**AIM:** Reproduce the section of the data that begins with the line containing "Can you find the ice" and ends with the line containing "[[761, 275]]", requests included. Scale every x and y coordinate in its answers by 0.85 and round each result to a whole number, with halves rounded up.

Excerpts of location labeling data
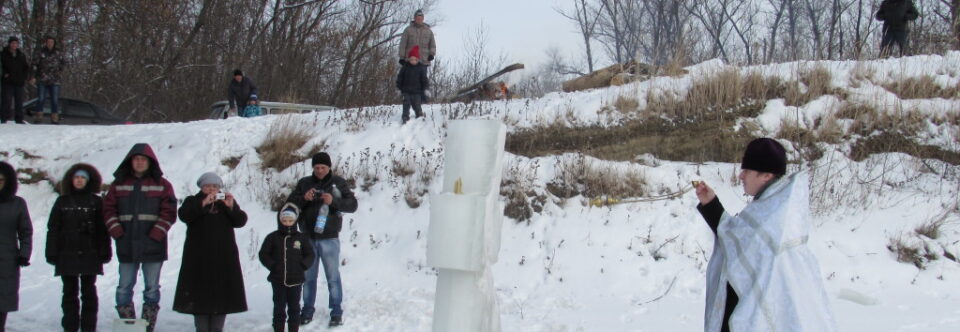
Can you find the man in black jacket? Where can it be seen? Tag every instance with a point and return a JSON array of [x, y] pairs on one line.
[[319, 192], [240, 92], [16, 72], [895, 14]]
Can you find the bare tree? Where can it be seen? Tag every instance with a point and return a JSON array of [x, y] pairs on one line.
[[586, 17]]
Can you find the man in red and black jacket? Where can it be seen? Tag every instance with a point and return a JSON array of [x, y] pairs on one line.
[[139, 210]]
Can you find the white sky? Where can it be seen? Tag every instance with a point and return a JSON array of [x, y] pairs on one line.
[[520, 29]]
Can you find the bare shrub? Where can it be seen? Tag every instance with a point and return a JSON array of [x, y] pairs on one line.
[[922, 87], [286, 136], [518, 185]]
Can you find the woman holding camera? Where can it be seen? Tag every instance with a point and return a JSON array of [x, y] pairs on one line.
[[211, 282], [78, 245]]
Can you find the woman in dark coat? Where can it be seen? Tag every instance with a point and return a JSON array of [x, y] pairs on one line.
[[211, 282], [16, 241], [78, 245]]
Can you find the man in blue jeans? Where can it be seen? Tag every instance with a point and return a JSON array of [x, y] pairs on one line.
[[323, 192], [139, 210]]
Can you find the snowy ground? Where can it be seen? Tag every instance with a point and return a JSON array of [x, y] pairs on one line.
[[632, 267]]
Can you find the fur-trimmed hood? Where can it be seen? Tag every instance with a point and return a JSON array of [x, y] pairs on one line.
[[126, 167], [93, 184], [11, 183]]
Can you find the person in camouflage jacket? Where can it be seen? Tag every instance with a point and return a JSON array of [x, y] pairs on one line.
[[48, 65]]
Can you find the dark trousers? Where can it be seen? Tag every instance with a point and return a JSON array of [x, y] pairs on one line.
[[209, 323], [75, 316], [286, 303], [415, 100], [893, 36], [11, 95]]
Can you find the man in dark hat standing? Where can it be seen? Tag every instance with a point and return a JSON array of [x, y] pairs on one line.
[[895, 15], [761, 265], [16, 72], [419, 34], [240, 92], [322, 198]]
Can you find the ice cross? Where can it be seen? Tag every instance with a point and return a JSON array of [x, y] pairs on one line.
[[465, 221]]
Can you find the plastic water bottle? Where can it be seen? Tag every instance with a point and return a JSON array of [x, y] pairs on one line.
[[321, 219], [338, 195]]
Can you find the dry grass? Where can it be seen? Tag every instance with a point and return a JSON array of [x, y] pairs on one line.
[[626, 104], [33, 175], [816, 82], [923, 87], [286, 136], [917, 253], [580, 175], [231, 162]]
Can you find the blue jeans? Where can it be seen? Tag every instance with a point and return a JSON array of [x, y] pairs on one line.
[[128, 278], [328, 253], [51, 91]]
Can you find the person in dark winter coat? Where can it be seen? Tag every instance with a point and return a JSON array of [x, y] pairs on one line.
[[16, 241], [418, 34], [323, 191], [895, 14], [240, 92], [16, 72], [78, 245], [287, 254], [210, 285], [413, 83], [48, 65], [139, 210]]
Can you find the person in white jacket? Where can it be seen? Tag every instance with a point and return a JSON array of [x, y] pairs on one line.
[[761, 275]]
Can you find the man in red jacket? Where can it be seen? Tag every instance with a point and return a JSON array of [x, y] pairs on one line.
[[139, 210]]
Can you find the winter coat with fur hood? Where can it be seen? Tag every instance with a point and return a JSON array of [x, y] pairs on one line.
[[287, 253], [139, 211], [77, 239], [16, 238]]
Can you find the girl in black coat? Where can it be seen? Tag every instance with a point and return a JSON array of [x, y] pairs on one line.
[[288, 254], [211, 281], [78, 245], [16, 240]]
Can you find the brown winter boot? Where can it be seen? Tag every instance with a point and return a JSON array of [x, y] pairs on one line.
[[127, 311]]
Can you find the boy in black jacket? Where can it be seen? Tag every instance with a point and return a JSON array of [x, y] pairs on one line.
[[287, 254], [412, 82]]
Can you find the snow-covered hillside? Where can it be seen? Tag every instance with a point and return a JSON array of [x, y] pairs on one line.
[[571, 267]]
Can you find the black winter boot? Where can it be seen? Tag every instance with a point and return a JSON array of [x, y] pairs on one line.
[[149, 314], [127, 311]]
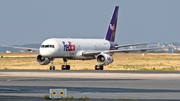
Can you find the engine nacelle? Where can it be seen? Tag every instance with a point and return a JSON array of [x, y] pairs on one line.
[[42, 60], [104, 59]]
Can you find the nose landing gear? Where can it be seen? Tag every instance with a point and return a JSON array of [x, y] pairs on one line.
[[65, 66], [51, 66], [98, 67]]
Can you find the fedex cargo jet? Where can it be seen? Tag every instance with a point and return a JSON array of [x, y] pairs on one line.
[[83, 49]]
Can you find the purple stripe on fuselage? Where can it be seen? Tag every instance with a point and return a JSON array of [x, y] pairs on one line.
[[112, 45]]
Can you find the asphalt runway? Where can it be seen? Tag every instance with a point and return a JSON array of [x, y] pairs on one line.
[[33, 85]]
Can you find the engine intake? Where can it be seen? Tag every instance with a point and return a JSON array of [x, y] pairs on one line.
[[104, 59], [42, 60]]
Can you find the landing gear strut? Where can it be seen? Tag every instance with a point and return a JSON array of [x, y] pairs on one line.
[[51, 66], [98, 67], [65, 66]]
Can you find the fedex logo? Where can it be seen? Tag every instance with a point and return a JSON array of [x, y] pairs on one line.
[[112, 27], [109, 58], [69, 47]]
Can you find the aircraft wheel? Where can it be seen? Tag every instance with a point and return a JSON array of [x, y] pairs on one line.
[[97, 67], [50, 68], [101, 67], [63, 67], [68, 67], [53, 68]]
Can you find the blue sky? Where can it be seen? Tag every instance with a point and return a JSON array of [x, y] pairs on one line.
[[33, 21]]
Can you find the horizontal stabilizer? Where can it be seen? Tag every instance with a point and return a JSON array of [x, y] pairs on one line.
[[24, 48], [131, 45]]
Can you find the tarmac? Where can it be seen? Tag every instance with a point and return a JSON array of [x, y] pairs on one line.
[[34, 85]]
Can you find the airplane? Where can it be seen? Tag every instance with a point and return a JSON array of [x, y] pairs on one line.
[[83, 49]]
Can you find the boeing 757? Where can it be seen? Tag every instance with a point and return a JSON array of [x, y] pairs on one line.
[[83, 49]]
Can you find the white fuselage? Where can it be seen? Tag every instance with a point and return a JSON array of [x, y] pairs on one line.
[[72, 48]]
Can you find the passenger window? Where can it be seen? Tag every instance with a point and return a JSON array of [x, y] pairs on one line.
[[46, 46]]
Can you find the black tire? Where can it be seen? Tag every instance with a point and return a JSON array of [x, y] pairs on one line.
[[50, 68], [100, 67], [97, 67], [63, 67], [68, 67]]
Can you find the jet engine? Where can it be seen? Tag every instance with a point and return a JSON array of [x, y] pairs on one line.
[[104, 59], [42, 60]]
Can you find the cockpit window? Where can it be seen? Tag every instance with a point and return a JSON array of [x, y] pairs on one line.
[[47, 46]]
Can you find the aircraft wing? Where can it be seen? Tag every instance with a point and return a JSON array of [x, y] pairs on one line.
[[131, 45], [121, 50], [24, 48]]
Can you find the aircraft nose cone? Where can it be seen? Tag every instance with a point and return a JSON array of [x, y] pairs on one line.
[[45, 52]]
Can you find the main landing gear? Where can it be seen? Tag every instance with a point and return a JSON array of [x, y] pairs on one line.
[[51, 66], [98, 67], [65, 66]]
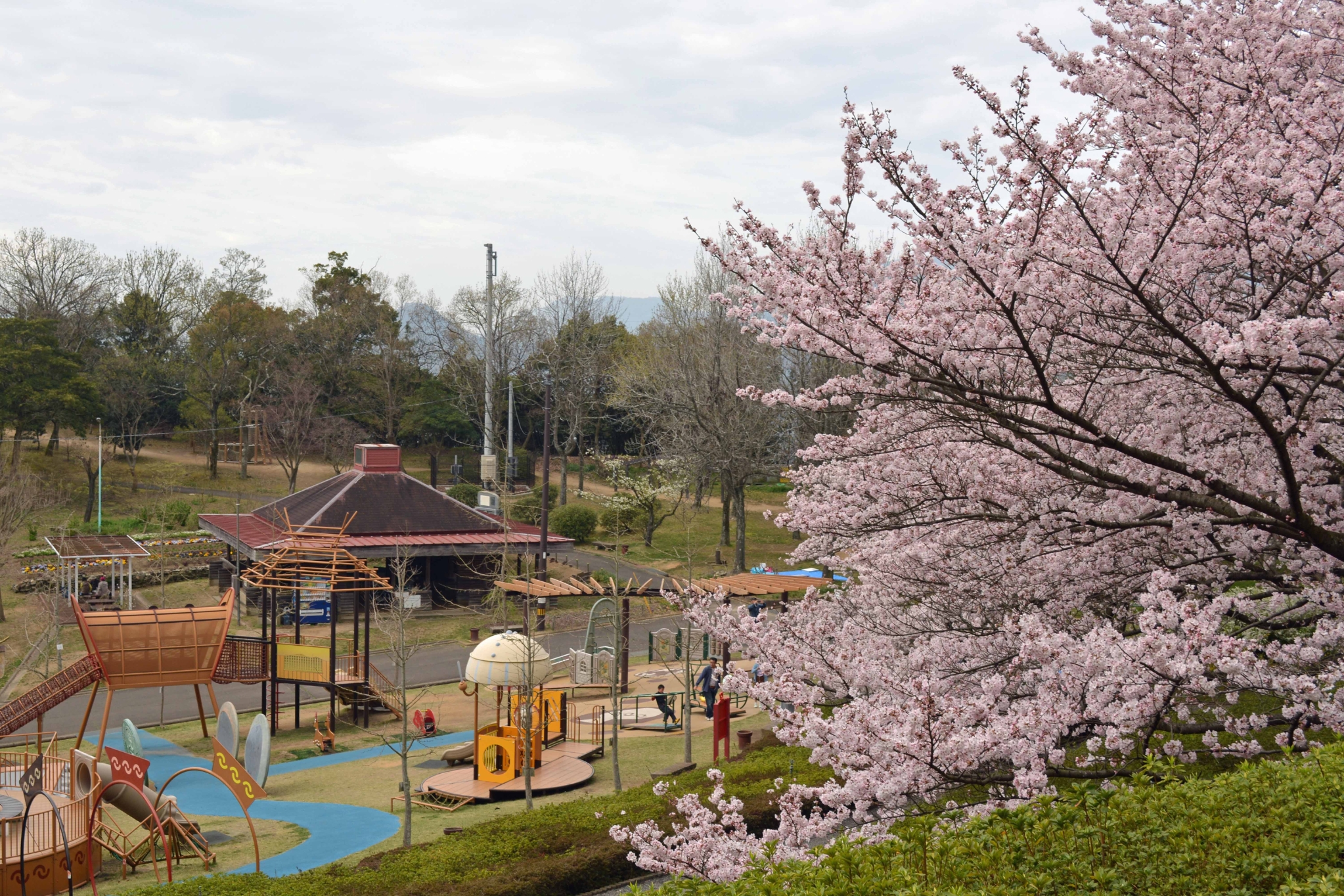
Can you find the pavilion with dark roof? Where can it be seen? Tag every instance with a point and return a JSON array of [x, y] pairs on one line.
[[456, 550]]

**EXPECTED OUTPUT:**
Can you find the ice cross? Where can it be seen? Tag every instance with a point and return a JSON array of [x, y] pairs on one line.
[[395, 188]]
Can you find the plastic water bottle? Where can it be seen? Tag every instance with a point and return a JSON array of [x, y] pairs on one line.
[[273, 186], [287, 166]]
Can you find the dry grass? Where can it be seen? Tag every instance with a point and return a JSON array of [x, y] pairs on one line.
[[532, 88], [28, 149], [694, 70], [785, 74], [243, 116], [779, 215], [493, 149], [196, 138]]
Can you find the blue jeans? Where can it be seen? Tag every instance with a point and return a JSON array of [x, y] pairs on one line.
[[109, 236], [279, 215], [43, 77]]
Can you find the person in dark winter coat? Where can it be seen? Tag every instance with a point and return a JSON array of [x, y] pairs on one line.
[[14, 205], [355, 29], [275, 162], [761, 12], [204, 78], [14, 61], [66, 208], [244, 216], [179, 242], [351, 71], [41, 55], [118, 179]]
Can you find the person in white jacket? Where can it be seen? Tag every instance with a point and return a JSON array of [x, y] pairs on one line.
[[647, 234]]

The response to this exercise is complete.